If "point" shows up in a line of the material, return that line.
┏━━
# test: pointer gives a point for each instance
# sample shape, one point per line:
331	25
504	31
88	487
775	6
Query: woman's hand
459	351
┗━━
Solution for this problem
# test: pointer gives a point for each instance
# sample shape, one point per line:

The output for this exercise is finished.